>> START Records for processing

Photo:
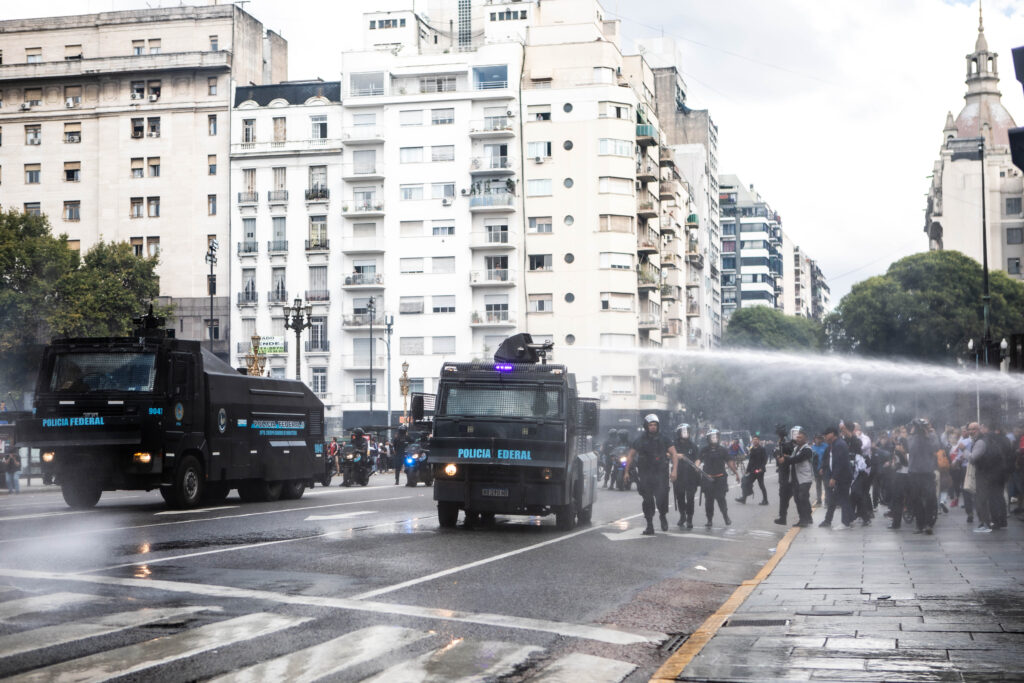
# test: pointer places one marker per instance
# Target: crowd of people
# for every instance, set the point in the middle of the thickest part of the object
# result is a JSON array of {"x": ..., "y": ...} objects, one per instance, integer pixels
[{"x": 915, "y": 471}]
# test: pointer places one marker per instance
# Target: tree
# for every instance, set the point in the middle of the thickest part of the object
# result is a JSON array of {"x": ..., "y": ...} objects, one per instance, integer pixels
[
  {"x": 927, "y": 306},
  {"x": 764, "y": 327}
]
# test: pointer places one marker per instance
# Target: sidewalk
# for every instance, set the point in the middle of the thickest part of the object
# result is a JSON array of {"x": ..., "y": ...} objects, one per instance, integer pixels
[{"x": 873, "y": 604}]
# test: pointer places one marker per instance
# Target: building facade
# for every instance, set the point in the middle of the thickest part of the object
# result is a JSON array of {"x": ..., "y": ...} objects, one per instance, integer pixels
[{"x": 117, "y": 128}]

>> END Records for processing

Task:
Write out every line of the data above again, leaving out the pictures, and increase each x and y coordinate in the answers by 33.

Exercise result:
Photo:
# test: pointer places one marker per instance
# Target: crowd of people
# for every instance, set the point in the middle of the thickest part of the object
# result is a JSON array of {"x": ..., "y": ...} objects, one per instance, integer pixels
[{"x": 948, "y": 504}]
# test: pointer places one marker per instance
# Target: tree
# for every instance, set the point in the middle of the thickest part of the object
# result is a JSON array of {"x": ..., "y": ...} objects, one per instance, integer pixels
[
  {"x": 960, "y": 339},
  {"x": 797, "y": 360}
]
# test: pointer places one marker per instance
# Target: sidewalk
# for every instance, set the point in the middle of the thickest part of the object
# result is a JSON array of {"x": ..., "y": ...} objects, one per instance, integer pixels
[{"x": 906, "y": 637}]
# test: pointer places one marker per instance
# Target: building facade
# for every instance, set the point in the middle of the thickest part of the object
# result is a JSON array of {"x": ..., "y": ...} objects, one per instance, integer pixels
[{"x": 150, "y": 161}]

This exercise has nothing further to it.